>> Begin INFORMATION SHOWN
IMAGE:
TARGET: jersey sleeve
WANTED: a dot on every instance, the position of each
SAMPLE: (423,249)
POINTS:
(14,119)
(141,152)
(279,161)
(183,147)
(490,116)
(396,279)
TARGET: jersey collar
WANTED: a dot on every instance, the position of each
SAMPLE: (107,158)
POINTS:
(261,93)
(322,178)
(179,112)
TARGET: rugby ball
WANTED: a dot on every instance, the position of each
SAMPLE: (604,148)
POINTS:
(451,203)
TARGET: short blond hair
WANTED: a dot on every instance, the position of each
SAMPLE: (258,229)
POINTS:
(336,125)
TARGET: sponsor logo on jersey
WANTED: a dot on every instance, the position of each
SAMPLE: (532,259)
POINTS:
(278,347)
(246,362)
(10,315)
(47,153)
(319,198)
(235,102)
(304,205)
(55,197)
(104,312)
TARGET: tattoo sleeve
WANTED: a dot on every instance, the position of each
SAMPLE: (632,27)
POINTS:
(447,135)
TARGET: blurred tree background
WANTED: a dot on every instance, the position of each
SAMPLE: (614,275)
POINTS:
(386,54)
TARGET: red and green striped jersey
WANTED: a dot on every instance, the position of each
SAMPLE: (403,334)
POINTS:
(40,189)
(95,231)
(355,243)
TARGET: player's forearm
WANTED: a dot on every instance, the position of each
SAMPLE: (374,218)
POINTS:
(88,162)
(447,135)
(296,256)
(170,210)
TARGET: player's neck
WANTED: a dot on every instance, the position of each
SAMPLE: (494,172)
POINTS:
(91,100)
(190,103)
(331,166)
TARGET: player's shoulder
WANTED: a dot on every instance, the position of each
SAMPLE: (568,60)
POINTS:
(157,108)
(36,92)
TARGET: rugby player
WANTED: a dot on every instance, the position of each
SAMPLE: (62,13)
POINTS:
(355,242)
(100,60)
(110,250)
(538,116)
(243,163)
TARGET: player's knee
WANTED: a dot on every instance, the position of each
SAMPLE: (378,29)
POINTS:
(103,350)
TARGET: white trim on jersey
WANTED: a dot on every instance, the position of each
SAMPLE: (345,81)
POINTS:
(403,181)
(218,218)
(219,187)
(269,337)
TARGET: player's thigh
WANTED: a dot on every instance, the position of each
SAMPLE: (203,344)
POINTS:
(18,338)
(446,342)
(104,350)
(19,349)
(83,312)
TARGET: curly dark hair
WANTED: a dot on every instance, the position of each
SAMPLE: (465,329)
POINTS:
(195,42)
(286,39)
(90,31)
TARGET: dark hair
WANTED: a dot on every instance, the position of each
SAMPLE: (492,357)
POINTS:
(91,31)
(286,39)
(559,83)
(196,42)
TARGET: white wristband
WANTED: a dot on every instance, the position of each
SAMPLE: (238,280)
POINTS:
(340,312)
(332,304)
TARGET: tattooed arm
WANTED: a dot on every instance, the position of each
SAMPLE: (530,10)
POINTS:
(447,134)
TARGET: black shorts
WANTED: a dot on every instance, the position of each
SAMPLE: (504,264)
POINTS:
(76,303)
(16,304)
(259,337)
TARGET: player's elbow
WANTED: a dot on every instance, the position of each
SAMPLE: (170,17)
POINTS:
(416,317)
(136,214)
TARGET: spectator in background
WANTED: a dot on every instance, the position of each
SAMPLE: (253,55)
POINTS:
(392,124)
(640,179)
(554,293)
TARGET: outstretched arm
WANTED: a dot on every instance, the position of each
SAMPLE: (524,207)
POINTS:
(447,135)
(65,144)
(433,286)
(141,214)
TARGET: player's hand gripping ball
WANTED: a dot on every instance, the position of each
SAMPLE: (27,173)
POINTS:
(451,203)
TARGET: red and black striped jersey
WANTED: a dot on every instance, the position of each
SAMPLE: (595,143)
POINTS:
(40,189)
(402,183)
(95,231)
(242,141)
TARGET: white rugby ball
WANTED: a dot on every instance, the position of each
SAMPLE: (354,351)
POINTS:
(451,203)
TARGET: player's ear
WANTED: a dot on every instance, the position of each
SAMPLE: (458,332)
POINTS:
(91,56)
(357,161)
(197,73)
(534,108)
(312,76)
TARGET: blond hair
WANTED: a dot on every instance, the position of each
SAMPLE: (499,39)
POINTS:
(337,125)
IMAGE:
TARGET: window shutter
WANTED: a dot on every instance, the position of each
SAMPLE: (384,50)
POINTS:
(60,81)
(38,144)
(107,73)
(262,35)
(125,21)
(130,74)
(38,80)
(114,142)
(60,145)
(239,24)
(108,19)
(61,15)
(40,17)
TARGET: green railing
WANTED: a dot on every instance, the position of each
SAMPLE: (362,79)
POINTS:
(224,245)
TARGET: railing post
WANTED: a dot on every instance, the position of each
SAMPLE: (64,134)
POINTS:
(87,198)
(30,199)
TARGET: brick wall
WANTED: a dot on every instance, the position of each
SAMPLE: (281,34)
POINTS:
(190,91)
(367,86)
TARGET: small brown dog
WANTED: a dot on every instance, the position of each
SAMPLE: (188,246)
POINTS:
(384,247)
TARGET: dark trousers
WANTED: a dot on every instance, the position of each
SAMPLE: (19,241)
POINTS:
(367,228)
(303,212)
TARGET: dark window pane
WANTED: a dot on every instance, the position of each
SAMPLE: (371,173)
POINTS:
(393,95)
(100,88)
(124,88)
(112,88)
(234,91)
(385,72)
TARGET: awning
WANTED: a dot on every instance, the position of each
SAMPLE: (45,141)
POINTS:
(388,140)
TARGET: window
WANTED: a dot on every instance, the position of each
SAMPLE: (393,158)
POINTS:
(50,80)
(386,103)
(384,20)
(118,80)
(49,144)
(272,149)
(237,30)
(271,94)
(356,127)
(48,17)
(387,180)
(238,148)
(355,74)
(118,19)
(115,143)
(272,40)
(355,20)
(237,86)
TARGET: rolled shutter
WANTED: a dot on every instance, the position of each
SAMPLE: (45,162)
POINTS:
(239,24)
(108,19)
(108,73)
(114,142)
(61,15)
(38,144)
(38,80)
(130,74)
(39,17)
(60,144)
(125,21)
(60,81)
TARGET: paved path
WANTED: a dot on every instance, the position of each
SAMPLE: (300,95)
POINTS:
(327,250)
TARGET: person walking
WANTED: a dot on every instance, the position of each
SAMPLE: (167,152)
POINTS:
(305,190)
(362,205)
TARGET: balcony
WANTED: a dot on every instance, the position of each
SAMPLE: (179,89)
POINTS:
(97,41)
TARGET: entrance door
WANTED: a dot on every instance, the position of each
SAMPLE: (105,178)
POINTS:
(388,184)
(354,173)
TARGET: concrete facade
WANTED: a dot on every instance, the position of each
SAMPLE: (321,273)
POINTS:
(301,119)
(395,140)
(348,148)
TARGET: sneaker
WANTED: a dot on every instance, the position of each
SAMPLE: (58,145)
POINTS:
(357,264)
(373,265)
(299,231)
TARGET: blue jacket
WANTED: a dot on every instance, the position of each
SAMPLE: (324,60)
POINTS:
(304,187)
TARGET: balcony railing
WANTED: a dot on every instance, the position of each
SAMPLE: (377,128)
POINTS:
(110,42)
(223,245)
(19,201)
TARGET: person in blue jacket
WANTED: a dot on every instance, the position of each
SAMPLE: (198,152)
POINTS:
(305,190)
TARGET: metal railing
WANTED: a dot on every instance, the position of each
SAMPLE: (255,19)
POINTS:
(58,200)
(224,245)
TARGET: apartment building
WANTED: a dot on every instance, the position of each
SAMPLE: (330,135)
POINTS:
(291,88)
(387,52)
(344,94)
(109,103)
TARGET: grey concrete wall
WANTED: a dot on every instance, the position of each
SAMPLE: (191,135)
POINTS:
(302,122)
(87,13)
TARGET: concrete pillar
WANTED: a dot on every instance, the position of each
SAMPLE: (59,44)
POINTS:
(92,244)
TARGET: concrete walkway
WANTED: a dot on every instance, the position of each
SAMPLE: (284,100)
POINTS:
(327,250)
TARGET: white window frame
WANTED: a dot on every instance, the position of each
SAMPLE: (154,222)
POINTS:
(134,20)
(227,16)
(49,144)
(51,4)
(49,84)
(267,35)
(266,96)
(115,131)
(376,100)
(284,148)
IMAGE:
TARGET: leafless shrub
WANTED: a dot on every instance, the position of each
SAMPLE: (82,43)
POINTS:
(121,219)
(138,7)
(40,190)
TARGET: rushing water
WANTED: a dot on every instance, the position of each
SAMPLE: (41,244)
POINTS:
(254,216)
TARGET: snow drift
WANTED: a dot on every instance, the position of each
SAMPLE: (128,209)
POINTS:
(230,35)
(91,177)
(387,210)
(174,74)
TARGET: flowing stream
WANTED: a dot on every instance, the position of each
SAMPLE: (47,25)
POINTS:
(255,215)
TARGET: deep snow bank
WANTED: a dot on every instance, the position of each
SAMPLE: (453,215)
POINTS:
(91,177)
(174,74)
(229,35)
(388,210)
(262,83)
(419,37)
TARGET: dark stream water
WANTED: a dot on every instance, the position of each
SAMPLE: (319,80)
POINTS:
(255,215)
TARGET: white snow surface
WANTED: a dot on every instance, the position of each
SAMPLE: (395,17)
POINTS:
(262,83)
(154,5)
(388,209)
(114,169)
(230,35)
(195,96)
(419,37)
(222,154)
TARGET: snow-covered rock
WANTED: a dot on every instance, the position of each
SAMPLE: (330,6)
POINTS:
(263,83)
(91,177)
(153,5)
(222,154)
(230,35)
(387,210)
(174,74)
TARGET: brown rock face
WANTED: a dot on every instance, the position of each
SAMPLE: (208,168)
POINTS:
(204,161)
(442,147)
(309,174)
>> End INFORMATION SHOWN
> _WHAT THE TASK ASKS_
Rewrite the listing from the line containing "TARGET: rushing water" through its final line, both included, and give only those lines. Reproduce every line, requests included, multiplying each coordinate in the answer points by 1.45 and rounding to the nearest whole number with halves rounded up, while leaving the sample coordinates unchanged.

> _RESPONSE TO THE EXERCISE_
TARGET: rushing water
WANTED: a dot on every instance, the position of each
SAMPLE: (41,244)
POINTS:
(368,313)
TARGET: snow drift
WANTED: a dot on every instance, the position of each
SAMPLE: (128,209)
POINTS:
(334,51)
(132,257)
(561,305)
(252,107)
TARGET: flowing stream
WANTED: a dot on every instance, the position of each
SAMPLE: (47,25)
POINTS:
(370,312)
TARGET: deep snow bank
WANTED: a dot on every instance, the position of each
SAMPLE: (453,215)
POINTS:
(132,257)
(252,107)
(332,51)
(563,305)
(380,120)
(608,54)
TARGET: dark stream water
WANTED: a dot on every instance, the position of each
SAMPLE: (319,80)
POINTS:
(370,312)
TARGET: white snow surface
WANTED: a dot on every instance, the position of each
SAMPLE: (395,17)
POINTS:
(380,120)
(223,7)
(563,303)
(165,245)
(334,51)
(283,139)
(608,54)
(322,223)
TARGET: snow-covered rock
WANTED: a dot on every instance, the position of each
SAMPLE: (330,6)
POINTS:
(381,120)
(132,257)
(222,7)
(322,223)
(334,51)
(561,305)
(252,107)
TARGET: brown rock face
WANTED: a dot on every instance, the position of each
SAMPLE: (208,168)
POINTS:
(296,233)
(641,213)
(448,252)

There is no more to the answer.